→ **Task to complete**: When you reach the entries below, transcribe each one exactly as it stands.

======== Task material ========

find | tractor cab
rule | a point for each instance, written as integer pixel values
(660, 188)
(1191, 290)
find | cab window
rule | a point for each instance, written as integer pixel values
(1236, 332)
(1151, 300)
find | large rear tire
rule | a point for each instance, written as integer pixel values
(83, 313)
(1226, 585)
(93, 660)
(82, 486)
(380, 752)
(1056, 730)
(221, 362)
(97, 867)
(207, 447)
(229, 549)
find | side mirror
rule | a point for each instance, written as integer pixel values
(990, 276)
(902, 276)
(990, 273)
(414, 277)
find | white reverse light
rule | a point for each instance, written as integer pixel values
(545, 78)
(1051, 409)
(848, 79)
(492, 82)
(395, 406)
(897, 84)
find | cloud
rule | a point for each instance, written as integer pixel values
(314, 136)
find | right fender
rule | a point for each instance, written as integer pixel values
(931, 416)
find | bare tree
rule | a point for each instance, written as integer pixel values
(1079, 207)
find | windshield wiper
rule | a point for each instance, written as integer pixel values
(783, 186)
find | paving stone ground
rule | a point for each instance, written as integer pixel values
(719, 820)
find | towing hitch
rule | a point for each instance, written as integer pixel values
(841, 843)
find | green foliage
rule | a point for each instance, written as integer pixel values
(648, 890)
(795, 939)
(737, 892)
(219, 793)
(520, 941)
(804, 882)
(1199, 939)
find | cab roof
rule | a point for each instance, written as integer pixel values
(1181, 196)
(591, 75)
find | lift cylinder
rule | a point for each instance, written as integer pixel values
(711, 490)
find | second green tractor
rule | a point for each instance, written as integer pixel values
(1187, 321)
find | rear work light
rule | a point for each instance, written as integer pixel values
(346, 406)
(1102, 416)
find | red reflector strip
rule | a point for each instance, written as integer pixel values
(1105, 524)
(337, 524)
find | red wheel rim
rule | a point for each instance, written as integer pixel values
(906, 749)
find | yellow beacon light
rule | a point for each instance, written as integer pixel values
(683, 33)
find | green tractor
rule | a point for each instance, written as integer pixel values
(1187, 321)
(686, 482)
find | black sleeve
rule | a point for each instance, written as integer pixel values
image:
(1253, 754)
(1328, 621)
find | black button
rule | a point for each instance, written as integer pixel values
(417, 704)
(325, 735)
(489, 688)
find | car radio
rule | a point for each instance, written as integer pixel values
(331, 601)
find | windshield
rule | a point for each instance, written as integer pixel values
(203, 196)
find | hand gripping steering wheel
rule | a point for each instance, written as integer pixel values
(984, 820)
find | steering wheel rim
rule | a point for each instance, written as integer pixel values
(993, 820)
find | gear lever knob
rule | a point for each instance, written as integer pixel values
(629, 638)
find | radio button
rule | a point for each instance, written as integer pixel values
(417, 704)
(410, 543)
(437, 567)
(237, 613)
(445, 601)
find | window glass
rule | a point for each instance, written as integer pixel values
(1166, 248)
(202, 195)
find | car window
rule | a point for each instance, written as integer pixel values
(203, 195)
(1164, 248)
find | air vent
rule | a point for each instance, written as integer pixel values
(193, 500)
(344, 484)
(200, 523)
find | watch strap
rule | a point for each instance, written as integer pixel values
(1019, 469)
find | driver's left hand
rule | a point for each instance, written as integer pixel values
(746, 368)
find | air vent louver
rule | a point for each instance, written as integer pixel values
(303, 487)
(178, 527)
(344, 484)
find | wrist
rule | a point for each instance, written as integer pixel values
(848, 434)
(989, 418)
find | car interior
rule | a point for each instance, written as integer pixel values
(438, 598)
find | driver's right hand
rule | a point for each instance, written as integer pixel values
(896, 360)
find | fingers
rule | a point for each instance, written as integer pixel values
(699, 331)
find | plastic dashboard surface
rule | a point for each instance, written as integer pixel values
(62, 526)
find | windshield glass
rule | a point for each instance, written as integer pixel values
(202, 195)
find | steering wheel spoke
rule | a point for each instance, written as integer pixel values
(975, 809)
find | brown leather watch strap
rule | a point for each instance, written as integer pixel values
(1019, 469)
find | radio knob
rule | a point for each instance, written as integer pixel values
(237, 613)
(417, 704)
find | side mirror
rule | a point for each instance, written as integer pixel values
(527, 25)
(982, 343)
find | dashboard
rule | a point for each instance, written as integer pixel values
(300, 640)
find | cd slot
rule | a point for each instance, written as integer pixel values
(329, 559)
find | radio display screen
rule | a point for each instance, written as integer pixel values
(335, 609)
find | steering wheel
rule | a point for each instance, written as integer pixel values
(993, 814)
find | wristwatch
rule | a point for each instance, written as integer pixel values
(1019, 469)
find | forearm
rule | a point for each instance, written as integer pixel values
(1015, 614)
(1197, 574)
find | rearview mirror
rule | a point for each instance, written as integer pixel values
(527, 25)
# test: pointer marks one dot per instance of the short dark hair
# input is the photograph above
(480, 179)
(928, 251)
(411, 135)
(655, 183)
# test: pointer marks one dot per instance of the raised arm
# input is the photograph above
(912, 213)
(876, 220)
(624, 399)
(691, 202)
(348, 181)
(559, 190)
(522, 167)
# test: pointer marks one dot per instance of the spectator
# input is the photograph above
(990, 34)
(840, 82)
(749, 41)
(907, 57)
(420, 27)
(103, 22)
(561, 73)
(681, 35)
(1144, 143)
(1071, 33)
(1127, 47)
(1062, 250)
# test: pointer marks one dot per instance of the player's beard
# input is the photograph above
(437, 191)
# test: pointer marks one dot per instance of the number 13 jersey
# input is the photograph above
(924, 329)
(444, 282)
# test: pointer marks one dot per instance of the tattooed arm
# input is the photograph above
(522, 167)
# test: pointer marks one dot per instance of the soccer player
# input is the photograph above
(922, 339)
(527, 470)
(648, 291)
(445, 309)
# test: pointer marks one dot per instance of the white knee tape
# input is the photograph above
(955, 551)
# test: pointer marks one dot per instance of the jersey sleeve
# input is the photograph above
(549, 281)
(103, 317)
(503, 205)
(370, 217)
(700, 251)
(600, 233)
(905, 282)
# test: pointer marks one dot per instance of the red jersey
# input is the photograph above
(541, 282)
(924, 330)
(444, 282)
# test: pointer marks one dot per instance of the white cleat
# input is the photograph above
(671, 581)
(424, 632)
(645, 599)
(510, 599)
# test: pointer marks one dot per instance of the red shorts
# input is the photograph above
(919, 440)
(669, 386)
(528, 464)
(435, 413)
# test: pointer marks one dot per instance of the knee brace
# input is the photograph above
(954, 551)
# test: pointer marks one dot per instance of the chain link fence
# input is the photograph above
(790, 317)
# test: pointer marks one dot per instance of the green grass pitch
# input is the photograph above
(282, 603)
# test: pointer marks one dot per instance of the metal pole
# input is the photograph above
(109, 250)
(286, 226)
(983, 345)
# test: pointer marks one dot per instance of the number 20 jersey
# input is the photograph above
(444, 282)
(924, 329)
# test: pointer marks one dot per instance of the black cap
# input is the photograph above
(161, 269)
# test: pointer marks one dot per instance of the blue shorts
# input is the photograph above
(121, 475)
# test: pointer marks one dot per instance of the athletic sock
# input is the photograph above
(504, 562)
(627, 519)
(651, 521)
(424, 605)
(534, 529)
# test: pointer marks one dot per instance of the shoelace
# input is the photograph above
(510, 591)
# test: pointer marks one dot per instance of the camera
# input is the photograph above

========

→ **Answer to this task**:
find | tractor cab
rule | a point for each instance, written as integer pixel values
(660, 188)
(1191, 290)
find | cab window
rule | a point for each instance, written as integer pixel values
(1236, 332)
(1151, 300)
find | large rear tire
rule | a point for each instance, written as integer pixel values
(83, 313)
(1226, 585)
(93, 660)
(82, 486)
(380, 752)
(1056, 730)
(221, 362)
(97, 867)
(207, 447)
(229, 549)
find | side mirror
rule | a point for each instance, written as integer pixel values
(990, 276)
(902, 276)
(990, 273)
(414, 277)
find | white reverse light
rule | a point for each instance, written as integer pixel values
(545, 78)
(1051, 409)
(848, 79)
(492, 82)
(395, 406)
(897, 84)
find | cloud
rule | a point for each instance, written as integer pixel values
(314, 136)
find | right fender
rule | a point for each instance, written as integer pixel values
(931, 416)
find | bare tree
rule | a point for each instance, written as integer pixel values
(1079, 207)
find | windshield wiper
rule | a point for each instance, written as integer pixel values
(783, 186)
find | paving stone ground
rule | a point for each instance, written as integer pixel values
(719, 820)
find | towing hitch
rule | a point for each instance, written as integer pixel values
(841, 843)
find | green foliage
rule | a point for each instance, written as integer pixel values
(648, 890)
(795, 939)
(737, 892)
(219, 793)
(520, 941)
(804, 882)
(1199, 939)
find | cab roof
rule | a point for each instance, written as integer pixel values
(1181, 196)
(591, 75)
find | lift cylinder
rule | a point for each instance, written as integer pixel values
(711, 490)
find | second green tractor
rule | a point for each instance, written as integer pixel values
(1187, 321)
find | rear work light
rule | a point for each instance, written as integer pixel values
(346, 406)
(1102, 416)
find | red reflector strip
rule | a point for each instance, written as integer pixel values
(1105, 524)
(337, 524)
find | red wheel rim
rule | a point for each instance, written as integer pixel values
(906, 749)
find | yellow beacon light
rule | a point for each instance, written as integer pixel values
(683, 33)
find | green tractor
rule | a point for each instance, written as integer pixel values
(1187, 321)
(686, 482)
find | black sleeve
rule | a point for each instance, written as integer pixel values
image:
(1253, 754)
(1328, 621)
find | black button
rule | a point for each instance, written as integer pixel values
(417, 704)
(325, 735)
(489, 688)
find | car radio
rule | a point for each instance, written as integer pixel values
(331, 601)
find | windshield
rule | a point for each instance, written as integer pixel values
(203, 196)
find | hand gripping steering wheel
rule | a point for each instance, written as integer pixel values
(984, 820)
find | steering wheel rim
rule | a point for each instance, written as integer pixel values
(993, 820)
find | gear lever knob
rule | a point for each instance, written as integer pixel values
(629, 638)
find | radio button
rule | a point for each instance, written as integer pixel values
(417, 704)
(410, 543)
(437, 567)
(237, 613)
(445, 601)
find | window glass
rule | a point for each instance, written as integer pixel values
(1166, 248)
(202, 195)
find | car window
rule | a point for each instance, written as integer pixel values
(203, 195)
(1164, 248)
find | air vent
rule | a point for each instance, written as integer pixel values
(193, 500)
(344, 484)
(200, 523)
find | watch strap
rule | a point for each instance, written as integer pixel values
(1019, 469)
find | driver's left hand
rule | a point for each instance, written as integer pixel values
(746, 368)
find | air vent louver
rule | a point for each instance, written as integer pixel values
(303, 487)
(178, 527)
(344, 484)
find | wrist
rule | a point for each instance, written as integer pixel values
(848, 434)
(989, 418)
find | car interior
rule | a point for each instance, written as integer pixel values
(438, 598)
find | driver's right hand
rule | a point for each instance, written as integer pixel values
(896, 360)
find | fingers
rule | a point for each instance, written as integer pixel values
(699, 331)
find | plastic dashboard surface
rule | a point for each instance, written as integer pixel values
(62, 526)
find | windshield glass
rule | a point for each instance, written as integer pixel values
(202, 195)
find | steering wheel spoke
rule | a point for each instance, written as integer pixel values
(975, 809)
find | brown leather watch strap
rule | a point for each instance, written as integer pixel values
(1019, 469)
find | radio knob
rule | a point for each instance, written as integer pixel values
(237, 613)
(417, 704)
find | side mirror
rule | a point for each instance, written as integer pixel values
(527, 25)
(982, 343)
find | dashboard
rule | a point for each instance, written as integer pixel values
(300, 640)
find | cd slot
rule | a point for each instance, written as integer pixel values
(329, 559)
find | radio display screen
rule | a point for each instance, written as integer pixel values
(335, 609)
find | steering wheel
rule | a point for each instance, written as integer pixel values
(993, 814)
find | wristwatch
rule | a point for each instance, written as integer pixel values
(1019, 469)
find | forearm
rule | a point for each instance, written as integer pixel values
(1015, 614)
(1197, 574)
find | rearview mirror
rule | a point for each instance, written as integer pixel values
(527, 25)
# test: pointer marks one dot per instance of the short dark hair
# input is the photograph above
(480, 179)
(928, 251)
(411, 135)
(655, 183)
# test: pointer marks one dot per instance of the raised arm
# input is the photograph above
(912, 213)
(876, 220)
(624, 399)
(691, 202)
(348, 181)
(559, 190)
(522, 167)
# test: pointer marks one dot per instance of the spectator
# input is the photograph above
(990, 34)
(840, 82)
(749, 41)
(907, 57)
(420, 27)
(103, 22)
(561, 73)
(681, 35)
(1144, 143)
(1071, 33)
(1127, 47)
(1062, 250)
# test: pointer marks one dot per instance of the player's beard
# input is the photograph above
(437, 191)
# test: pointer marks one dot per instance of the number 13 jersey
# input is the photograph above
(924, 329)
(444, 282)
# test: pointer marks one dot per instance of the tattooed arm
# input is the photograph above
(522, 167)
# test: pointer marks one dot per instance of the soccer player
# input is the photograph above
(922, 339)
(527, 470)
(648, 291)
(445, 309)
# test: pointer marks one dot per instance of the white knee tape
# input is the photograph above
(955, 551)
# test: pointer marks one dot per instance of the jersey sleeve
# input is the photograph above
(549, 281)
(103, 317)
(503, 205)
(370, 217)
(700, 251)
(600, 233)
(905, 282)
# test: pointer marks one dot per instance of the red jersey
# input is the photograph above
(541, 282)
(924, 330)
(444, 282)
# test: pointer marks one dot per instance of the white cleat
# input is the photograph above
(671, 581)
(424, 632)
(645, 599)
(510, 599)
# test: pointer marks one dot per instance of the red shorts
# input is the photograph above
(919, 440)
(669, 386)
(528, 464)
(435, 413)
# test: pointer marks one dot per instance of the knee brace
# input is the photograph above
(954, 551)
# test: pointer marks one dot per instance of the chain link fence
# input is the photograph above
(790, 317)
# test: pointer marks one dot per instance of the green grass pitch
# input is the photograph above
(282, 603)
# test: pointer marks one dot per instance of the metal pole
# input is the photograph above
(109, 250)
(286, 226)
(983, 345)
# test: pointer marks one dot per instance of the number 20 jersey
# input is the photograph above
(444, 282)
(924, 329)
# test: pointer marks one dot per instance of the black cap
# input is the photograph above
(161, 269)
# test: pointer marks one dot per instance of the blue shorts
# input is the photograph above
(121, 475)
# test: pointer marks one dot per instance of the athletic sock
# input is the photograph above
(504, 562)
(627, 519)
(651, 521)
(424, 605)
(534, 529)
# test: pointer marks one dot per instance of the shoelace
# input is the photograph above
(510, 591)
# test: pointer marks one dot per instance of the camera
# input is the photograph above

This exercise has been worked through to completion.